## DIRECTIONS FOR THIS TASK
In the statement on Russia's violations in Ukraine below, how much territory beyond the line of contact did Russia-led forces capture?
-------- DOCUMENT TEXT --------
On Russia’s Ongoing Violations in Ukraine

To collect pensions, visit family, or conduct business across the line of contact, civilians must undergo security checks and walk about 2 km on foot at the only crossing in Luhansk Oblast. (PHOTO: OSCE SMM)

Ongoing Violations of International Law and Defiance of OSCE Principles and Commitments by the Russian Federation in Ukraine

As delivered by Acting Deputy Chief of Mission Gregory Macris
to the Permanent Council, Vienna
February 14, 2019

Thank you, Mr. Chair.

This week marks four years since the signing of the third and final Minsk agreement, the so-called “Package of Measures.” Although the sides committed on February 12, 2015 to “an immediate and comprehensive ceasefire,” Russia quickly undermined the commitment it had just signed. Russia-led forces shelled and captured the city of Debaltseve and more than 1,500 square kilometers of territory beyond the line of contact. Its ongoing aggression has resulted in the deaths of thousands of Ukrainian soldiers and civilians.

For four years now, the totality of the Minsk agreements outlined a viable path out of this devastating conflict. Yet for four years, we have watched Russia, and the forces it arms, trains, leads, and fights alongside, contravene the most fundamental element of the agreement, namely an immediate and comprehensive ceasefire across the line of contact.
-------- ROWS --------
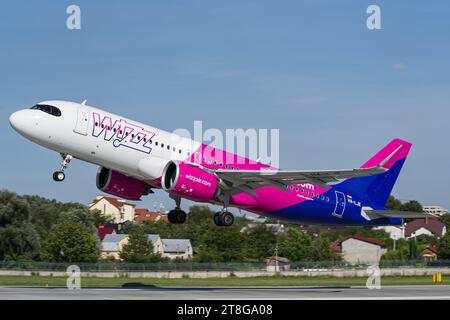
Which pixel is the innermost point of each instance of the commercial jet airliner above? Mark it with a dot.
(135, 158)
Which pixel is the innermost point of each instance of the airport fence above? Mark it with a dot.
(198, 266)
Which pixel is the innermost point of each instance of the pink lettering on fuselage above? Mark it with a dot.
(122, 133)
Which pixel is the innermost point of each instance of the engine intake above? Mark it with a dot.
(189, 181)
(118, 184)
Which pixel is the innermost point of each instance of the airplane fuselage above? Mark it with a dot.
(142, 152)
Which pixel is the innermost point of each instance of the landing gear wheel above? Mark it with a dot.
(59, 176)
(177, 216)
(217, 219)
(223, 219)
(226, 218)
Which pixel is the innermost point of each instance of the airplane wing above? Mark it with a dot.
(246, 180)
(377, 214)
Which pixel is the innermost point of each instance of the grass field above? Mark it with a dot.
(212, 282)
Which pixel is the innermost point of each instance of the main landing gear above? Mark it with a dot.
(59, 176)
(177, 215)
(223, 218)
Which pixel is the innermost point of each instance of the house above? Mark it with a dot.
(105, 229)
(429, 253)
(120, 210)
(425, 227)
(177, 248)
(436, 210)
(395, 232)
(358, 249)
(277, 264)
(142, 215)
(113, 244)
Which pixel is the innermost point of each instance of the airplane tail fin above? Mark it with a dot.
(378, 187)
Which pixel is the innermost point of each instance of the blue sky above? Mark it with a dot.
(337, 91)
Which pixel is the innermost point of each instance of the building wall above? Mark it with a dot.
(107, 209)
(126, 213)
(361, 252)
(394, 232)
(180, 255)
(437, 210)
(421, 231)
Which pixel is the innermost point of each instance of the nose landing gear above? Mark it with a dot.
(223, 218)
(177, 215)
(59, 176)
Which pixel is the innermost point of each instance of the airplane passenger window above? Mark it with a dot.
(54, 111)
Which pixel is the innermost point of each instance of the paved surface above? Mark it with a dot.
(387, 292)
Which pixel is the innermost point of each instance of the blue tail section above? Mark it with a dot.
(378, 188)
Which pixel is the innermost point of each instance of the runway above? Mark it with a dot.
(228, 293)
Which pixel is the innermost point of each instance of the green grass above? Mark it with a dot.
(212, 282)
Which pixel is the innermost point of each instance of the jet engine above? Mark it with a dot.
(189, 181)
(118, 184)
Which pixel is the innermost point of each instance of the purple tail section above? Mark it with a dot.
(377, 188)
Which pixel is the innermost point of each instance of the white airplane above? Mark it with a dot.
(135, 158)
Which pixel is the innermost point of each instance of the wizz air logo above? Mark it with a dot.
(122, 133)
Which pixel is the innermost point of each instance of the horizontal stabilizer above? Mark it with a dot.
(377, 214)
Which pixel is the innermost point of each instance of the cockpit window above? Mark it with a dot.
(54, 111)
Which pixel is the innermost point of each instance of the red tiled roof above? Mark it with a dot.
(336, 246)
(145, 215)
(104, 230)
(369, 240)
(114, 201)
(431, 248)
(435, 226)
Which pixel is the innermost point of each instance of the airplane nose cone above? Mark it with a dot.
(22, 121)
(14, 120)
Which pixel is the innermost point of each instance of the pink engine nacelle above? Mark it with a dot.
(189, 181)
(118, 184)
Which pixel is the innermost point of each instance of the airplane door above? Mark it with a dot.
(82, 124)
(340, 204)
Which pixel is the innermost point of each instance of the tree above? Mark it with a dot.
(70, 243)
(444, 247)
(217, 244)
(296, 246)
(322, 251)
(18, 237)
(81, 216)
(260, 242)
(395, 204)
(139, 248)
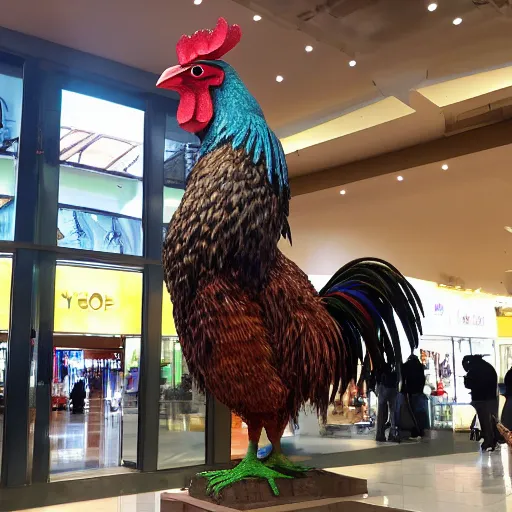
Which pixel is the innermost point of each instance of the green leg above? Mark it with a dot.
(278, 461)
(250, 467)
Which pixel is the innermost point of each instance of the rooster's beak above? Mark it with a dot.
(166, 79)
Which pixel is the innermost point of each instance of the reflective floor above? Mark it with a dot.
(450, 483)
(100, 439)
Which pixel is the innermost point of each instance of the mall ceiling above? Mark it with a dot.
(418, 77)
(438, 225)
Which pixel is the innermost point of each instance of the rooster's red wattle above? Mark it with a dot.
(254, 331)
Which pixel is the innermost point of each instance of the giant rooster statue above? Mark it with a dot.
(254, 332)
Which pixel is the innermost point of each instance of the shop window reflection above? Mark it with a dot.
(182, 424)
(97, 344)
(5, 304)
(100, 187)
(11, 94)
(181, 149)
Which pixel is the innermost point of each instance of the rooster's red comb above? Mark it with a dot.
(208, 44)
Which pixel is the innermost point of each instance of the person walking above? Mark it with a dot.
(482, 381)
(506, 413)
(387, 391)
(413, 376)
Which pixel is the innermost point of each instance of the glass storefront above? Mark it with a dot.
(5, 304)
(97, 324)
(100, 187)
(87, 254)
(182, 415)
(11, 92)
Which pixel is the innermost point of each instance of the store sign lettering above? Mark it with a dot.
(475, 320)
(83, 300)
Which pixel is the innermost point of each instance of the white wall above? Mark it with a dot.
(434, 222)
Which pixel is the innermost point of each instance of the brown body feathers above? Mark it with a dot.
(253, 329)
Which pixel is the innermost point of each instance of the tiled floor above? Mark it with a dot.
(451, 483)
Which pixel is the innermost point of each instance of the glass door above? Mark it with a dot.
(130, 401)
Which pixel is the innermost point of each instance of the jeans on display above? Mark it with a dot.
(387, 409)
(486, 409)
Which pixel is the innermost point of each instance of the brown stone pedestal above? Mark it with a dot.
(318, 490)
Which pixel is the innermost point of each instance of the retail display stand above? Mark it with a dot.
(318, 490)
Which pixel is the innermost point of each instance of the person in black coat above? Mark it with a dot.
(78, 396)
(482, 381)
(506, 414)
(387, 391)
(413, 376)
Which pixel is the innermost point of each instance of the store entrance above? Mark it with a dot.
(94, 403)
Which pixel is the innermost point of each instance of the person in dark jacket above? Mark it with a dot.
(387, 391)
(413, 376)
(506, 414)
(482, 381)
(78, 396)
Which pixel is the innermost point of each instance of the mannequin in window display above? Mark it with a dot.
(506, 413)
(482, 381)
(387, 391)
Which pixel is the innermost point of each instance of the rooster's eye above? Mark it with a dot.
(197, 71)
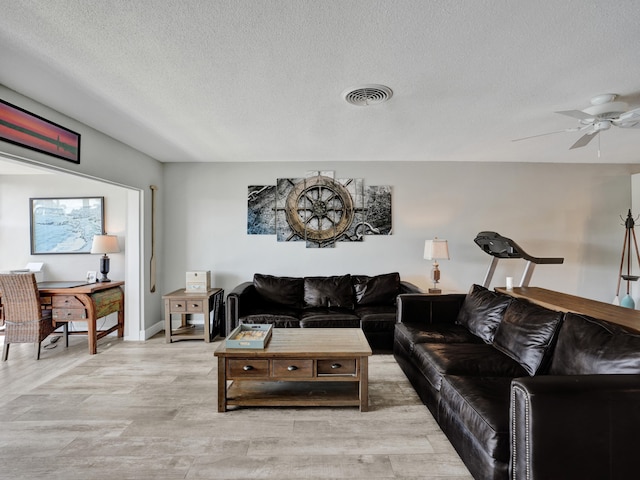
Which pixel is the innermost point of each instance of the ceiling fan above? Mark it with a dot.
(603, 113)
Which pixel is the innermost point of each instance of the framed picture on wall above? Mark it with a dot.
(29, 130)
(65, 225)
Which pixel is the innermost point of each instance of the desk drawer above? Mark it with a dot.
(66, 301)
(294, 368)
(248, 368)
(195, 306)
(339, 366)
(69, 314)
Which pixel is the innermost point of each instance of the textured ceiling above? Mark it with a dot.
(262, 80)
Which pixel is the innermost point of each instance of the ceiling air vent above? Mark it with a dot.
(368, 95)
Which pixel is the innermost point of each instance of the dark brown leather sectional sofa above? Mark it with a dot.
(344, 301)
(521, 391)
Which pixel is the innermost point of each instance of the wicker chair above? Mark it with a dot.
(25, 321)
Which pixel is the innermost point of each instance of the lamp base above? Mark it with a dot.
(104, 268)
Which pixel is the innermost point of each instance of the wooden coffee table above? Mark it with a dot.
(298, 367)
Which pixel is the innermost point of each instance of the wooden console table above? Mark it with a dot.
(625, 317)
(86, 303)
(186, 303)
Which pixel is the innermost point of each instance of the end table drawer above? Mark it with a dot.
(248, 368)
(340, 366)
(195, 306)
(177, 306)
(298, 368)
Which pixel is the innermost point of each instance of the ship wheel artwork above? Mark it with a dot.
(319, 209)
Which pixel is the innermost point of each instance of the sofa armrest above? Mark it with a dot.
(236, 300)
(423, 308)
(408, 287)
(574, 427)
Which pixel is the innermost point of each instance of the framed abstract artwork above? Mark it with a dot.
(65, 225)
(28, 130)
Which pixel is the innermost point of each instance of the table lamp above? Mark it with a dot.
(104, 244)
(435, 250)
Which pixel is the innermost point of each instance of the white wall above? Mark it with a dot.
(569, 211)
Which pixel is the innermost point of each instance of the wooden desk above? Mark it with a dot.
(625, 317)
(87, 303)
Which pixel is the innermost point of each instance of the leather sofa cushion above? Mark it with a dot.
(410, 334)
(376, 310)
(482, 312)
(378, 290)
(589, 346)
(280, 290)
(481, 406)
(527, 334)
(473, 359)
(336, 291)
(381, 322)
(331, 320)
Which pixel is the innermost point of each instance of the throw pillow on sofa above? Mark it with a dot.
(482, 312)
(280, 290)
(328, 292)
(587, 346)
(527, 333)
(378, 290)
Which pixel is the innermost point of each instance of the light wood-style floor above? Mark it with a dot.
(148, 411)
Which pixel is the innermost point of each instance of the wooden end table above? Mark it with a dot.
(298, 367)
(187, 303)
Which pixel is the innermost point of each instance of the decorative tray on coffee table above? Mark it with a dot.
(249, 336)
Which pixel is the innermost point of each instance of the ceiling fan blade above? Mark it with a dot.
(630, 119)
(545, 134)
(584, 140)
(580, 115)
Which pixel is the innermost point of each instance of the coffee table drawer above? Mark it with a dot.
(298, 368)
(248, 368)
(340, 366)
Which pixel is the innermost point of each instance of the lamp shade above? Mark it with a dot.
(105, 244)
(436, 249)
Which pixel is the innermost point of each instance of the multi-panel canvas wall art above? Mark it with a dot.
(319, 210)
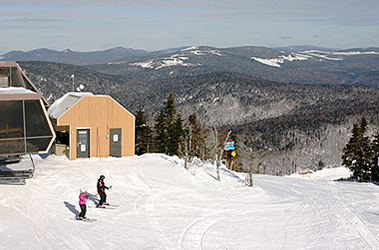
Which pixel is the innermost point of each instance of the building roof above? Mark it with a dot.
(64, 103)
(15, 85)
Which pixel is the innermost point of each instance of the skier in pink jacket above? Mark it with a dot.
(82, 203)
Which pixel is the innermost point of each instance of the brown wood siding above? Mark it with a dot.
(100, 114)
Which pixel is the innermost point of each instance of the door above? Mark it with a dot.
(82, 149)
(115, 142)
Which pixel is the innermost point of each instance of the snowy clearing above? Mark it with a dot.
(164, 206)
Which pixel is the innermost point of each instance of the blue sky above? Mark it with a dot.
(89, 25)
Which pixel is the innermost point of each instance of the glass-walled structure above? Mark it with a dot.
(24, 124)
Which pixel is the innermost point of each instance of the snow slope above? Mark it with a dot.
(164, 206)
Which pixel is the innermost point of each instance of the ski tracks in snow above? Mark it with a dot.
(353, 223)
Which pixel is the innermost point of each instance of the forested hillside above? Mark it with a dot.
(289, 125)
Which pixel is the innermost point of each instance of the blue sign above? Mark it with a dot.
(229, 145)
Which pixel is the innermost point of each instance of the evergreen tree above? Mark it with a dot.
(357, 153)
(143, 134)
(168, 128)
(196, 137)
(375, 158)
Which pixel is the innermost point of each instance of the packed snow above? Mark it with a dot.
(164, 206)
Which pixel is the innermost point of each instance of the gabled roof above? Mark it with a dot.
(16, 85)
(65, 102)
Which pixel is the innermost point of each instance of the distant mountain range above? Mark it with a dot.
(301, 64)
(296, 108)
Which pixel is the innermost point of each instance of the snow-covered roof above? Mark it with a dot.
(65, 102)
(15, 90)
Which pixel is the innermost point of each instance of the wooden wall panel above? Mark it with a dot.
(100, 114)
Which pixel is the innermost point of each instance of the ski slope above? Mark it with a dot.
(164, 206)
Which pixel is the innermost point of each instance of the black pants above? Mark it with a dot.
(103, 198)
(83, 207)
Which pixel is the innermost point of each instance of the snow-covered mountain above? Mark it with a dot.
(357, 66)
(164, 206)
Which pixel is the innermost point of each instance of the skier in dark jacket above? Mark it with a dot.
(101, 191)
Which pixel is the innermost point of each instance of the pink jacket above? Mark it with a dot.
(82, 199)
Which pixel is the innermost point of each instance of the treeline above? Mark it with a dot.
(361, 153)
(172, 135)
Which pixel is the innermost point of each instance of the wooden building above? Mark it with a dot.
(90, 125)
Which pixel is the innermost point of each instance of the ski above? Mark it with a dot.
(84, 220)
(103, 207)
(111, 205)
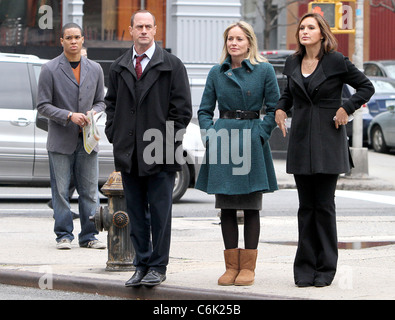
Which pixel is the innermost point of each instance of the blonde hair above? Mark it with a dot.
(253, 56)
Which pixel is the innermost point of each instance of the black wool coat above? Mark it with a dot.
(146, 113)
(315, 145)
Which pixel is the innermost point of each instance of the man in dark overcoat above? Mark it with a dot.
(148, 108)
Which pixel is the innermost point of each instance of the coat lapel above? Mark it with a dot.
(127, 71)
(152, 72)
(84, 69)
(66, 68)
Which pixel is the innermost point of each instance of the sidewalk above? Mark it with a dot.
(28, 256)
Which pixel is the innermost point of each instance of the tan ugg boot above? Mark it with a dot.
(232, 267)
(247, 267)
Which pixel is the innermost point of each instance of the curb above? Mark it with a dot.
(115, 288)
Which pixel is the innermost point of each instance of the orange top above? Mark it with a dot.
(77, 72)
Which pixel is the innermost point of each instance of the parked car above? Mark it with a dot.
(382, 68)
(384, 94)
(381, 131)
(23, 154)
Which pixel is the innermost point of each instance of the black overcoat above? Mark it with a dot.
(142, 113)
(315, 145)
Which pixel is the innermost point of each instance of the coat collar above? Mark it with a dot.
(227, 64)
(66, 68)
(155, 66)
(157, 61)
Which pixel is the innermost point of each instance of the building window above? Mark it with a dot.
(106, 22)
(22, 22)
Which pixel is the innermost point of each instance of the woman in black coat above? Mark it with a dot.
(318, 148)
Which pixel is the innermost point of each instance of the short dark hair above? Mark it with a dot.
(141, 11)
(328, 42)
(71, 25)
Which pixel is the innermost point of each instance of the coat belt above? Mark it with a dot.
(239, 114)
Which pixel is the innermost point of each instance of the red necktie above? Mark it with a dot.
(138, 68)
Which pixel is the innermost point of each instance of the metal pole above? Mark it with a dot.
(359, 154)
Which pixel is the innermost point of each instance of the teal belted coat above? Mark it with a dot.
(238, 158)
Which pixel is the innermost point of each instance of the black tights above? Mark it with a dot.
(230, 229)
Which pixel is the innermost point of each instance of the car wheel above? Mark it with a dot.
(181, 183)
(378, 142)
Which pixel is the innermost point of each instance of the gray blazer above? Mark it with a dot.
(59, 93)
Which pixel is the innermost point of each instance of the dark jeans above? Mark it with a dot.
(149, 206)
(316, 256)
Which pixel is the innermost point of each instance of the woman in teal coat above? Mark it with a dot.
(238, 165)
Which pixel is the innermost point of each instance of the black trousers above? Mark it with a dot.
(149, 206)
(316, 256)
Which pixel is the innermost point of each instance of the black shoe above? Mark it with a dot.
(135, 280)
(303, 284)
(153, 278)
(321, 283)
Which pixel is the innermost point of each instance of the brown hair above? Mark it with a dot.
(141, 11)
(328, 43)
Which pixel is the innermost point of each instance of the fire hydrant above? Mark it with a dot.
(114, 219)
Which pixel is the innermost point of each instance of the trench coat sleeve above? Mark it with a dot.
(180, 105)
(98, 101)
(272, 94)
(363, 86)
(110, 99)
(207, 106)
(286, 100)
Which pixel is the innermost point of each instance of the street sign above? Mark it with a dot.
(340, 17)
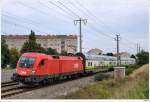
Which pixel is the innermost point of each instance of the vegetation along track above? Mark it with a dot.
(12, 88)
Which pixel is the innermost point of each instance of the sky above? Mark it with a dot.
(105, 19)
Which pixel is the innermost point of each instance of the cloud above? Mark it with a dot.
(129, 18)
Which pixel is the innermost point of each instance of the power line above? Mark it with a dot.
(92, 14)
(64, 10)
(68, 9)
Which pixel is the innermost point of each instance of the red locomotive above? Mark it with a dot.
(42, 68)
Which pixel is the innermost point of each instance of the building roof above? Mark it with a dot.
(122, 53)
(95, 49)
(40, 36)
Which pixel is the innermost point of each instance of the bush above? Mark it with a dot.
(131, 68)
(100, 76)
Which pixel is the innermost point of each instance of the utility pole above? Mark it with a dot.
(137, 48)
(118, 57)
(80, 29)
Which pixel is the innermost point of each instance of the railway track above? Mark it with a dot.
(12, 88)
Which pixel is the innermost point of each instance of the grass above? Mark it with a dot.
(134, 86)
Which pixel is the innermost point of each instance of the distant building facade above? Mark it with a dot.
(60, 43)
(95, 51)
(123, 54)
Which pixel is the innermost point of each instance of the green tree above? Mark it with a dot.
(51, 51)
(31, 45)
(14, 56)
(133, 56)
(142, 57)
(5, 55)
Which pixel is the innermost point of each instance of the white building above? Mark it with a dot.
--------
## CORRECT ANSWER
More than 1,500 square kilometers.